-- PROVIDED PASSAGE --
+ + +
-1

I'm attempting to complete an experiment whereby a neural network music analysis program is created using Keras, and the number of layers in the neural network is modified to find the effect on performance. This is my source for the program.

I have previously encountered several errors in my program and, on the advice of another developer on Stack Overflow, I have decided to enlist the assistance of the sklearn library section.

This is the code I am using:

import librosa
import librosa.feature
import librosa.display
import glob
import numpy as np
import matplotlib.pyplot as plt
from keras.models import Sequential
from keras.layers import Dense, Activation
from keras.utils.np_utils import to_categorical
from sklearn.model_selection import train_test_split,        
StratifiedShuffleSplit, StratifiedKFold



def display_mfcc(song):
    y, _ = librosa.load(song)
    mfcc = librosa.feature.mfcc(y)

    plt.figure(figsize=(10, 4))
    librosa.display.specshow(mfcc, x_axis='time', y_axis='mel')
    plt.colorbar()
    plt.title(song)
    plt.tight_layout()
    plt.show()


def extract_features_song(f):
    y, _ = librosa.load(f)

    mfcc = librosa.feature.mfcc(y)
    mfcc /= np.amax(np.absolute(mfcc))

    return np.ndarray.flatten(mfcc)[:25000]

def generate_features_and_labels():
    all_features = []
     all_labels = []
    genres = ['blues', 'classical', 'country', 'disco', 'hiphop', 
'jazz', 'metal', 'pop', 'reggae', 'rock']
    for genre in genres:
        sound_files = glob.glob('genres/'+genre+'/*.au')
        print('Processing %d songs in %s genre...' % 
        (len(sound_files), genre))
        for f in sound_files:
            features = extract_features_song(f)
            all_features.append(features)
            all_labels.append(genre)

    label_uniq_ids, label_row_ids = np.unique(all_labels, 
    return_inverse=True)
    label_row_ids = label_row_ids.astype(np.int32, copy=False)
    onehot_labels = to_categorical(label_row_ids,   
    len(label_uniq_ids))
    return np.stack(all_features), onehot_labels


features, labels = generate_features_and_labels()

print(np.shape(features))
print(np.shape(labels))

training_split = 0.8

alldata = np.column_stack((features, labels))
sss = StratifiedShuffleSplit(n_splits=1, test_size=0.20,  
random_state=37)
for train_index, test_index in sss.split(X, y):
  X_train, X_test = X[train_index], X[test_index]
  y_train, y_test = y[train_index], y[test_index]


print(np.shape(train))
print(np.shape(test))

train_input = test[:,:-10]
train_labels = train[:,-10:]

test_input = test[:,:-10]
test_labels = test[:,-10:]

print(np.shape(train_input))
print(np.shape(train_labels))

model = Sequential([
    Dense(100, input_dim=np.shape(train_input)[1]),
    Activation('relu'),
    Dense(10),
    Activation('softmax'),
    ])


 model.compile(optimizer='adam',
               loss='categorical_crossentropy',
              metrics=['accuracy'])
print(model.summary())

model.fit(train_input, train_labels, epochs=10, batch_size=32,
          validation_split=0.2) 

loss, acc = model.evaluate(test_input, test_labels, batch_size=32)

print('Done!')
print('Loss: %.4f, accuracy: %.4f' % (loss, acc))
+ + +
-- SUPPLIED DATA --
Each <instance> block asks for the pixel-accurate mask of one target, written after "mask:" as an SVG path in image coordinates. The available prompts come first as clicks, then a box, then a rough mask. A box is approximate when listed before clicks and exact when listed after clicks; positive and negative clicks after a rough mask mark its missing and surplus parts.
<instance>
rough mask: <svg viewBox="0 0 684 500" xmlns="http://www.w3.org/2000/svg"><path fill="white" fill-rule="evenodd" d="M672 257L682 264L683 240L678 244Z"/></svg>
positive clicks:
+ + +
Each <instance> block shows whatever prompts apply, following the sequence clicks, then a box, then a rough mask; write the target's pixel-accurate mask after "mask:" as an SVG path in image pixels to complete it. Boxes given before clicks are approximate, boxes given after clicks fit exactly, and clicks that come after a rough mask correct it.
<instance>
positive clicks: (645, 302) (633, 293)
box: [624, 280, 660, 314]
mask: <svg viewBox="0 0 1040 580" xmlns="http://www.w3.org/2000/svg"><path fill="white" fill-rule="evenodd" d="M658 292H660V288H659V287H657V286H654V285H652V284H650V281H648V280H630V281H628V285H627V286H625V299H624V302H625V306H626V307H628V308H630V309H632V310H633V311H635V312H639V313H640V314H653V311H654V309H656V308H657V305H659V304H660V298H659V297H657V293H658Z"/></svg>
+ + +
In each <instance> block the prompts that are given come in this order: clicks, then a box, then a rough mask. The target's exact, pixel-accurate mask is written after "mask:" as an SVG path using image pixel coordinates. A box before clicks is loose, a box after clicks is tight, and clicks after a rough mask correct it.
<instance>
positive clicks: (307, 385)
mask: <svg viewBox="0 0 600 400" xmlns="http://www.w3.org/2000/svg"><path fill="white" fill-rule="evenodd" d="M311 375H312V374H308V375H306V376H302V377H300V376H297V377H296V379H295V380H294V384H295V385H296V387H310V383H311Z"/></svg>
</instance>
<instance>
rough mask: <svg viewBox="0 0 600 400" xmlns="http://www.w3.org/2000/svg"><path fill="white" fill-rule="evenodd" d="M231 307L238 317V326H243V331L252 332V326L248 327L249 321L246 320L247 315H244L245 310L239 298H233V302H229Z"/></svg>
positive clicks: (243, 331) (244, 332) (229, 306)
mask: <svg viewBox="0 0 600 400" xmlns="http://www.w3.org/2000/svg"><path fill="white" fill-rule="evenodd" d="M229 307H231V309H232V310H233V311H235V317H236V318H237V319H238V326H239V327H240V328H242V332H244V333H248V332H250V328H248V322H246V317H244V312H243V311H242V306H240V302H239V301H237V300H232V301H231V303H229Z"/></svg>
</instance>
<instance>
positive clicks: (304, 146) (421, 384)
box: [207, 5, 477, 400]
+ + +
-- ACTIVITY LIST --
1: In the Keras music-classification post above, what value is given for test_size when StratifiedShuffleSplit is created?
2: For each statement, say whether the Keras music-classification post agrees, and quote the deciding words from it: (a) The model is trained for 10 epochs. (b) Each song's flattened MFCC features are cut to 25000 values. (c) The model is compiled with the SGD optimizer.
3: Resume the Keras music-classification post after its final line.

-- ANSWERS --
1: 0.20

2:
(a) Yes: "epochs=10".
(b) Yes: "np.ndarray.flatten(mfcc)[:25000]".
(c) No: "optimizer='adam'".

3:
Python began printing what would be the expected response:

Using TensorFlow backend.
Processing 100 songs in blues genre...
Processing 100 songs in classical genre...
Processing 100 songs in country genre...
Processing 100 songs in disco genre...
Processing 100 songs in hiphop genre...
Processing 100 songs in jazz genre...
Processing 100 songs in metal genre...
Processing 100 songs in pop genre...
Processing 100 songs in reggae genre...
Processing 100 songs in rock genre...
(1000, 25000)
(1000, 10)

But this was interrupted by an error message:

Traceback (most recent call last):
  File "/Users/surengrigorian/Documents/Stage1.py", line 70, in <module>
    print(np.shape(train))
NameError: name 'train' is not defined

Thank you for any assistance you can provide concerning this matter.

Suren Grig
  • 75
  • 1
  • 1
  • 11

1 Answers1

0

You're encountering the said error because you don't have a NumPy array called train.

So, you generated your dataset with the following line:

features, labels = generate_features_and_labels()

But when you partitioned the dataset into train and test datasets, you stored them in X_train, X_test and y_train, y_test in the following code snippet.

for train_index, test_index in sss.split(X, y):
  X_train, X_test = X[train_index], X[test_index]
  y_train, y_test = y[train_index], y[test_index]

Moreover, the above arrays will not contain anything since their preceding lines,

alldata = np.column_stack((features, labels))
sss = StratifiedShuffleSplit(n_splits=1, test_size=0.20,  
random_state=37)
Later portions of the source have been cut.